WORK TASK
Reproduce all entries word for word.
==========
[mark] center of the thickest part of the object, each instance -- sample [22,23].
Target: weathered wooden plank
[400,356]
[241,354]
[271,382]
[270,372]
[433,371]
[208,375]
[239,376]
==========
RESULT FOR THIS EXERCISE
[mark] center of the thickest part of the object, each instance -- sample [22,23].
Target: weathered wooden plank
[400,356]
[241,354]
[271,382]
[270,372]
[433,371]
[208,375]
[239,376]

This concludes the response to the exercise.